- _DOCUMENT SEGMENT_
★ ★ ★ ★ ★

Should Beit Din Hold up Payment When a Ruling is Questionable? - Excerpts from Piskei Din Rabbani’im IX pp.226-241
Case: A husband obligated himself in alimony with a signed document. He now claims that the document is invalid for a number of reasons, including the fact that the obligation is open-ended, which, according to the Rambam, invalidates it. He demands that beit din suspend further payment, despite the document having been approved by another beit din.
Ruling: There are a few factors that justify beit din not aiding the husband in his attempt to extricate himself from the obligation he accepted upon himself at the time of divorce.
 In a case (like this one) where a majority of opinions rule that the defendant has to pay but a reasonable minority disagree, we normally allow the defendant to say kim li, that he has confidence that the opinions that exempt him are correct. In such a case, we employ the rule that the one who possesses the money has the upper hand and is exempt. The question is what happens if beit din ruled, in such a case, that he has to pay. Can the defendant sue in another court to halt payments, or do we employ the concept of kam dina (the ruling stands), which gives validity to a ruling that might not have been made based on what we now know?
 A similar case arises in Sanhedrin 29b. R. Yishmael ruled that a certain, questionable admission was valid, but R. Chiya demonstrated some time later that his reasoning had apparently been faulty. R. Chiya instructed the defendant that the money he had paid based on R. Yishmael’s ruling would remain in the hands of the plaintiff, but that he would not have to pay any more. If we follow the precedent just cited, it would seem that the defendant in our case would not have to pay more than he already did.

★ ★ ★ ★ ★

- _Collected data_

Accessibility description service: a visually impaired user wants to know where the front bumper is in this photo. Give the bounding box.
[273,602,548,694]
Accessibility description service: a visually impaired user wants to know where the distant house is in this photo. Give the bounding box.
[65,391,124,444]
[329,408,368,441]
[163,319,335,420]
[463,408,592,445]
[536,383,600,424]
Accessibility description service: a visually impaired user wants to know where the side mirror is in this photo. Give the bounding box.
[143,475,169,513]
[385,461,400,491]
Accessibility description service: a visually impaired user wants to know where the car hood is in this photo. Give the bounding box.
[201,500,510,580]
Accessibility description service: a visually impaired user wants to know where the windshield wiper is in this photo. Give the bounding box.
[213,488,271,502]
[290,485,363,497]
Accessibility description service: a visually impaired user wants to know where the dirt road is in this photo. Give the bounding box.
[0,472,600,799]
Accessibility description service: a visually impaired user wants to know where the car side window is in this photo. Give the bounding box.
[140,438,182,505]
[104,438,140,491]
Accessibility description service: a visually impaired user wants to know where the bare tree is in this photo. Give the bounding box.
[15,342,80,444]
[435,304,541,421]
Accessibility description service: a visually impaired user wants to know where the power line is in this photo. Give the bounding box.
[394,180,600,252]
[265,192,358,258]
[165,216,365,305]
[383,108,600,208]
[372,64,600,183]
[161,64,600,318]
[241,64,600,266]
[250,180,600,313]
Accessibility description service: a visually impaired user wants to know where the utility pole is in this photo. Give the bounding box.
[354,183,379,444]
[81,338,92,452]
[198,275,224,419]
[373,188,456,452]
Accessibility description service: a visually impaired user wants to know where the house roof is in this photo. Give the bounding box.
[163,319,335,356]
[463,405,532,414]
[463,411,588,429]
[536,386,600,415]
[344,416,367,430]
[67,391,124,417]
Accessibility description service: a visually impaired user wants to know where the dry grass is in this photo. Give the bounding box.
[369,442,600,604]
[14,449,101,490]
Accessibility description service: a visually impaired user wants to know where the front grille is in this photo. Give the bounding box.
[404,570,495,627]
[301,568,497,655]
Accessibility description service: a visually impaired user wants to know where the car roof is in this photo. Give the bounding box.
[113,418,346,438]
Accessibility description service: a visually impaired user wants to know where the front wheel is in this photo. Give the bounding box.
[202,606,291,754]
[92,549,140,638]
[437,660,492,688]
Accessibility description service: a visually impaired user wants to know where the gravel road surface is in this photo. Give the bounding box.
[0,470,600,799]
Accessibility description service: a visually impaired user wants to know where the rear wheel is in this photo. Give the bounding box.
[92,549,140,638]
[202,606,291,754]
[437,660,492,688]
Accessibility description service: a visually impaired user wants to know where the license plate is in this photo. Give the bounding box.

★ ★ ★ ★ ★

- _WRITTEN TASKS_
- A) In the excerpt on suspending alimony payment, what did R. Chiya instruct about the money the defendant had already paid on the basis of R. Yishmael's ruling?
- B) Take the records from their start through the line containing "[273,602,548,694]", and reproduce only those lines with "front bumper" changed to "rear bumper" and nothing else altered.
The text and the records are independent of each other.

- _OUTPUTS_
- A) It would remain in the hands of the plaintiff.

- B)
Accessibility description service: a visually impaired user wants to know where the rear bumper is in this photo. Give the bounding box.
[273,602,548,694]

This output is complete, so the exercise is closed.